_Data supplied:_
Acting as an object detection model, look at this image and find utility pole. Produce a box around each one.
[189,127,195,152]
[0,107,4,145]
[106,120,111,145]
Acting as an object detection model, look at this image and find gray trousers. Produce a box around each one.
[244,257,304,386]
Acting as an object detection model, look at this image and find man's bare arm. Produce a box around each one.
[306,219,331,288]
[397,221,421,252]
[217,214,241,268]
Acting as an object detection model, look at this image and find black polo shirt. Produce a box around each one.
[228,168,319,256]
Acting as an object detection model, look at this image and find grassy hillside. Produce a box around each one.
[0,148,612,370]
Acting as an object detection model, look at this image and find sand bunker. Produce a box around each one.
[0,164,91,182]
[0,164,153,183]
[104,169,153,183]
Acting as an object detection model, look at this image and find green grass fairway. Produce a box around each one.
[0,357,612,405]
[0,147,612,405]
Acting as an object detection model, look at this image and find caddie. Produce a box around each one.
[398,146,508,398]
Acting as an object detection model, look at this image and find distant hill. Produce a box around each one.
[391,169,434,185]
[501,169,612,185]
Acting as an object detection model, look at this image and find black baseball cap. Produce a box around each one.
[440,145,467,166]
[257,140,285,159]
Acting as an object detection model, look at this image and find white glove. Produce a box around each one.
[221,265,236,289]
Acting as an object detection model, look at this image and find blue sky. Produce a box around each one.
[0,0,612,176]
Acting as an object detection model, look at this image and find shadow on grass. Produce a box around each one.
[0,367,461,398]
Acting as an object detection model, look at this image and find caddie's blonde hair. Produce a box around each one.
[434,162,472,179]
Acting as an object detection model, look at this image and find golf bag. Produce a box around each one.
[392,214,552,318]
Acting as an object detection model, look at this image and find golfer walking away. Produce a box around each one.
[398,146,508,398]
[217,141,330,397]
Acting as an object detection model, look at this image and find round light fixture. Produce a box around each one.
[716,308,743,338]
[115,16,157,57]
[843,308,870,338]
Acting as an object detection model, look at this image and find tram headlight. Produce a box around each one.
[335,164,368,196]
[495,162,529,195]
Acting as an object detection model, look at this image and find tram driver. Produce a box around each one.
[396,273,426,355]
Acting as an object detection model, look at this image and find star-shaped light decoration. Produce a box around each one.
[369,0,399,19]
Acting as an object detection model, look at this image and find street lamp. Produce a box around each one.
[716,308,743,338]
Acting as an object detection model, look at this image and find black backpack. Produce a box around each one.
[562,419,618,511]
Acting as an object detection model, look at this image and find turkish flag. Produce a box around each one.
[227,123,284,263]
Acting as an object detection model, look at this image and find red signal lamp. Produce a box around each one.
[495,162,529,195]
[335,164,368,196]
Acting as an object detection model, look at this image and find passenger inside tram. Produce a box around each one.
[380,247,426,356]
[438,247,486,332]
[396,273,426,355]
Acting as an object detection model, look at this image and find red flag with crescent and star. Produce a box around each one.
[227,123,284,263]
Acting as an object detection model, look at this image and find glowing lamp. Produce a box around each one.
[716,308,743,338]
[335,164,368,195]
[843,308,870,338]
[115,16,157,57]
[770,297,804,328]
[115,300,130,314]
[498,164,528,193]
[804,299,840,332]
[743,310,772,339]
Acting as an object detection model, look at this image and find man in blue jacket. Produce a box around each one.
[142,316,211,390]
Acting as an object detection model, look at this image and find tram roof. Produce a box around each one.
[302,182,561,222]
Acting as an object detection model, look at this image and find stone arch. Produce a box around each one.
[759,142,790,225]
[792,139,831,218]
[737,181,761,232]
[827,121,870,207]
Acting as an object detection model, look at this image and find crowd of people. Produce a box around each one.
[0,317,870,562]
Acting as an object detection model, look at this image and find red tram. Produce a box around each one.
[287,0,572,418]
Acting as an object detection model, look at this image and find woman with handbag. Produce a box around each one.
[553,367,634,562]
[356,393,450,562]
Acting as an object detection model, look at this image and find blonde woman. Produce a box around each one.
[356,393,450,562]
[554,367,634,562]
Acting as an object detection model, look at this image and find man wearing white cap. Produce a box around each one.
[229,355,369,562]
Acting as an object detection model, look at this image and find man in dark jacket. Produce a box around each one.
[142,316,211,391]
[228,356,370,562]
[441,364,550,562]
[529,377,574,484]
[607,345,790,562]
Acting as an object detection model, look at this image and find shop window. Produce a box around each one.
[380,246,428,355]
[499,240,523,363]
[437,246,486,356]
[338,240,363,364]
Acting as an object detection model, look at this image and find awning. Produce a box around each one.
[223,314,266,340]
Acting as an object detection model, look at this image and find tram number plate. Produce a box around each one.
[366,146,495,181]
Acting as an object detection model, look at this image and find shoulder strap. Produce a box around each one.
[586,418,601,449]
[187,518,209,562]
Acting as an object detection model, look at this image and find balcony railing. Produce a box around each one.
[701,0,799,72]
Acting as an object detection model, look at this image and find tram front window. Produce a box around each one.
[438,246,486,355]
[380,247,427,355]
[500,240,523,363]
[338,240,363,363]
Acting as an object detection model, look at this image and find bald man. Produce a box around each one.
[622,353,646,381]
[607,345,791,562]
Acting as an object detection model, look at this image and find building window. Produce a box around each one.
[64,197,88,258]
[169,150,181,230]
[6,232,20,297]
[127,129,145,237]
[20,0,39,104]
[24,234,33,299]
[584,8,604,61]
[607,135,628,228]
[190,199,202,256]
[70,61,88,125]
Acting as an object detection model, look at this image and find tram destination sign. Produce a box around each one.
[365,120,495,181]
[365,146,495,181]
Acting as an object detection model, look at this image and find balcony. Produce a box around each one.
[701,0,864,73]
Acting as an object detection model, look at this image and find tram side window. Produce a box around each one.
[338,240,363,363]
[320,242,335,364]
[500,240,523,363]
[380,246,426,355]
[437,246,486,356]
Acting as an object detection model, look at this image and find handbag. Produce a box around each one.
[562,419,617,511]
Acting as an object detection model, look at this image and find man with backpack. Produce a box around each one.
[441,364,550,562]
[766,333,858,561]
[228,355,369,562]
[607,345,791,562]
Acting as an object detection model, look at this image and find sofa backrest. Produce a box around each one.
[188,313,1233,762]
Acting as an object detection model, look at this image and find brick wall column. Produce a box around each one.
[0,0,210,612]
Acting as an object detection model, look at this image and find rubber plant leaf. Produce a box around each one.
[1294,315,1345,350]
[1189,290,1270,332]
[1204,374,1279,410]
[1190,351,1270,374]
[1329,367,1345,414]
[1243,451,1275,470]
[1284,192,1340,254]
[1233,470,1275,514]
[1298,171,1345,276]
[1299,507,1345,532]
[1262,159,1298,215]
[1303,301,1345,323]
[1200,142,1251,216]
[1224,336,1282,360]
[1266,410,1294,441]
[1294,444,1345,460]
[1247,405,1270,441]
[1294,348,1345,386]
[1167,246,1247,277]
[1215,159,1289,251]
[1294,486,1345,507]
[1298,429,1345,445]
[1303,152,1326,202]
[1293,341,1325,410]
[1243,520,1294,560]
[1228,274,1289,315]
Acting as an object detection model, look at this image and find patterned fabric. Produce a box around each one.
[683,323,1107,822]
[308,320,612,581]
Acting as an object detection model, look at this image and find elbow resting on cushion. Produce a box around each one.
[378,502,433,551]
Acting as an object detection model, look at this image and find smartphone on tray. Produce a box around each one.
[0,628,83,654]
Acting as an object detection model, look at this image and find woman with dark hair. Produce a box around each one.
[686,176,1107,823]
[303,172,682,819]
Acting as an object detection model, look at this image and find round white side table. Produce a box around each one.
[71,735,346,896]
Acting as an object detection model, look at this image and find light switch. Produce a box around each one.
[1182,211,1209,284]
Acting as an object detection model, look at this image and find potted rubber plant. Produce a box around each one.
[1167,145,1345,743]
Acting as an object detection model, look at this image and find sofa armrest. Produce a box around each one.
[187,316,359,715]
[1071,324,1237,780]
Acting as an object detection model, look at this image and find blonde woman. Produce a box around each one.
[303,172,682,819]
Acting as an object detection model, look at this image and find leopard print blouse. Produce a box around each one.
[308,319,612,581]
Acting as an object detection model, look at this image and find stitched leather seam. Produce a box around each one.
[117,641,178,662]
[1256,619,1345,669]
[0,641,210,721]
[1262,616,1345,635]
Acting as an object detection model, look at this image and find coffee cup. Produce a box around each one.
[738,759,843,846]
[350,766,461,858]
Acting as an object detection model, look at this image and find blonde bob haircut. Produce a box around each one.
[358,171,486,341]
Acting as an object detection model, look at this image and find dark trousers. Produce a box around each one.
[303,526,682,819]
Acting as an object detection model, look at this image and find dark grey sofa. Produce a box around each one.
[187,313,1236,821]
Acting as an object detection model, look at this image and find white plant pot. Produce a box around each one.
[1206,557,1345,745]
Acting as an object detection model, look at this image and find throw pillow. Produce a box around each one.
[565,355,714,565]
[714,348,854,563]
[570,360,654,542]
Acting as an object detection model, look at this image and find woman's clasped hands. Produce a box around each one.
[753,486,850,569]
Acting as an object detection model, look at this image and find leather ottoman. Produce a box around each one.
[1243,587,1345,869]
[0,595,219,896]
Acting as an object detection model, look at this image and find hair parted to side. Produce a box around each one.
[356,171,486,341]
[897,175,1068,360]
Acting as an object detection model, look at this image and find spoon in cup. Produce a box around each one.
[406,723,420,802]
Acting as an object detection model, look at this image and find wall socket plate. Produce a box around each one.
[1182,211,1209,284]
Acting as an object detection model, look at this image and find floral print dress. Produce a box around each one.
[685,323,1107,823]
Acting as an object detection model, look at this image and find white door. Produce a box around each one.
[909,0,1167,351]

_Given instruction:_ Recast the lines above as a JSON list of strings, one string per line with blank lines omitted, starting at the line that contains "bunker. Produce a box around each one." and ending at the line that contains "[104,169,153,183]".

_Output for this task:_
[
  "Acting as an object detection model, look at this image and find sand bunker. Produce a box around each one.",
  "[0,164,91,182]",
  "[0,164,153,183]",
  "[104,169,153,183]"
]